Work instructions: Repeat the data below line for line, leaving out the pictures.

Image location labeling data
----------
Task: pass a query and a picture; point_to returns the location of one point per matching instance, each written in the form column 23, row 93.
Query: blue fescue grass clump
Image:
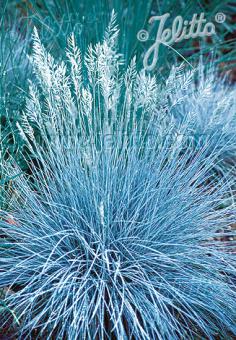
column 126, row 248
column 116, row 229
----------
Solution to the exercise:
Task: pass a query and a picture; point_to returns the location of one point per matching instance, each written in the form column 23, row 93.
Query: blue fescue grass clump
Image:
column 126, row 248
column 116, row 229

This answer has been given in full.